Vom Rathaus im beschaulichen Gemünden (Lkr. Main-Spessart) hat es Hans Michelbach bis in den Deutschen Bundestag geschafft – und er ist lange dort geblieben. Nach stolzen 27 Jahren, in denen der Christsoziale als Parlamentarier in der großen Politik mitmischte, ist er dieses Jahr nicht mehr zur Wahl angetreten. Ein Rückblick auf seine politische Karriere hat nicht lange auf sich warten lassen. In seiner Heimatstadt stellte Michelbach jetzt seine Memoiren mit dem Titel "Auf der Suche nach Marktwirtschaft" vor.
Anders als es der Titel vermuten lässt, hat der 72-Jährige keine trockene, volkswirtschaftliche Abhandlung geschrieben. Tatsächlich finden sich in dieser Biografie einige amüsante Anekdoten, wie es so hinter den Kulissen der Politik zugeht. So schildert Michelbach, wie er zu seinen Zeiten als Gemündener Bürgermeister einmal CSU-Ikone Franz Josef Strauß nach sechs Schoppen davon abhalten musste, noch mehr Frankenwein zu trinken, weil dieser noch eine Rede vor sich hatte.
Für Schmunzeln sorgt aber auch die Geschichte, wie Michelbach als frischgebackener Abgeordneter in den 90er Jahren vom damaligen Würzburger Bundesminister Wolfgang Bötsch den Rat bekam, sich nur dann im Bundestag zu Wort zu melden, wenn er etwas Sinnvolles beizutragen habe. Denn "Dummpappler" gebe es schon genug im Parlament, so Bötsch.
Die SPD als Lieblingszielscheibe
Das Leitmotiv dieses Buchs ist jedoch Michelbachs Loblied auf die Soziale Markwirtschaft. So wollte der Kaufmannsohn schon im Jugendalter in die Fußstapfen seiner Eltern treten und selbst Unternehmer werden. Während sich seine Freunde für Elvis Presley begeisterten, habe er viel lieber Ludwig Erhards berühmtes Werk "Wohlstand für Alle" gelesen. Seine Begeisterung für eine Wirtschaft, die möglichst frei von staatlichen Regulierungen ist, zieht sich bis in die Gegenwart durch. Vor dem Hintergrund der Corona-Pandemie warnte er in einer Bundestagsrede zum Beispiel vor einem "Überbietungswettbewerb für Staatshilfen".
Der ehemalige Vorsitzende der Mittelstands-Union hält in seinem Buch mit Kritik nicht hinterm Berg. Seine Lieblingszielscheibe ist die SPD. Von Willy Brandt bis Olaf Scholz: Michelbach lässt kaum ein gutes Haar an den Sozialdemokraten. Überhaupt ist linke Politik für ihn ein rotes Tuch. Einen Staat, der sich "geradezu kleptomanisch an Einkommen und Gewinnen bedienen will", lehnt er ab. Wenn es ihm um seine tiefsten Überzeugungen geht, macht der ehemalige Abgeordnete auch nicht Halt vor Seitenhieben gegen Leute aus den eigenen Reihen. So war ihm Bundeskanzlerin Angela Merkel letztlich ebenfalls zu links. Sie habe die Strategie verfolgt, die SPD überflüssig zu machen. "Aber von dieser Raubkopie" habe er nichts gehalten, so Michelbach.

Rohdaten |
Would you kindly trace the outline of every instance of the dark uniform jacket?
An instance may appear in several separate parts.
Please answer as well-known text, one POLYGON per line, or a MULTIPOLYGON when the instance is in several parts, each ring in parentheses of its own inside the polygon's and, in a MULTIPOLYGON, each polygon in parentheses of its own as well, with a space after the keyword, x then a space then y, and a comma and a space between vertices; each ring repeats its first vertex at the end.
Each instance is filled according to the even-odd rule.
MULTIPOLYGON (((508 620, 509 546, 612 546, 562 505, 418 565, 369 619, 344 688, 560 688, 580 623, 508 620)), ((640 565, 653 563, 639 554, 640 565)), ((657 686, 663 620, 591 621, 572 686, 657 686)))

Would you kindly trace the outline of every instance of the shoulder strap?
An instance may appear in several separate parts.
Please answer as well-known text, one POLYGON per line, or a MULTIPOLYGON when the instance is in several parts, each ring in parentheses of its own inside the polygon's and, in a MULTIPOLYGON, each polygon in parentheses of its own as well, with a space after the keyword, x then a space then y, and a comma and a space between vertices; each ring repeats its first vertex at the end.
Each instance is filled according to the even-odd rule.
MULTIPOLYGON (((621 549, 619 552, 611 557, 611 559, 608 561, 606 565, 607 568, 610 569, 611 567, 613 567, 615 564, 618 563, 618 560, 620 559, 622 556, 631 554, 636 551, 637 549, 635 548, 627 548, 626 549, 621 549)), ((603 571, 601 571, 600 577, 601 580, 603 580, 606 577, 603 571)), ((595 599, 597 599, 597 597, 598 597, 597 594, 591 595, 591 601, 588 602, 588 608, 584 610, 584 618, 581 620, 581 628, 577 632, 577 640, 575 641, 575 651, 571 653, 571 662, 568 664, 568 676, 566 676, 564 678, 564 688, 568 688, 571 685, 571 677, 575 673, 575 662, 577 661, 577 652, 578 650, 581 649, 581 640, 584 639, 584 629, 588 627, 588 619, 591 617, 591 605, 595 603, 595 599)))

Aufgabenstellung |
Gib aus dem Artikel über Hans Michelbachs Memoiren die Passage zwischen „Der ehemalige Vorsitzende“ und „gehalten, so Michelbach.“ einschließlich beider Stellen wortgetreu zurück. Die Datensätze sind hierfür ohne Belang.

Bearbeitete Aufgabe |
Der ehemalige Vorsitzende der Mittelstands-Union hält in seinem Buch mit Kritik nicht hinterm Berg. Seine Lieblingszielscheibe ist die SPD. Von Willy Brandt bis Olaf Scholz: Michelbach lässt kaum ein gutes Haar an den Sozialdemokraten. Überhaupt ist linke Politik für ihn ein rotes Tuch. Einen Staat, der sich "geradezu kleptomanisch an Einkommen und Gewinnen bedienen will", lehnt er ab. Wenn es ihm um seine tiefsten Überzeugungen geht, macht der ehemalige Abgeordnete auch nicht Halt vor Seitenhieben gegen Leute aus den eigenen Reihen. So war ihm Bundeskanzlerin Angela Merkel letztlich ebenfalls zu links. Sie habe die Strategie verfolgt, die SPD überflüssig zu machen. "Aber von dieser Raubkopie" habe er nichts gehalten, so Michelbach.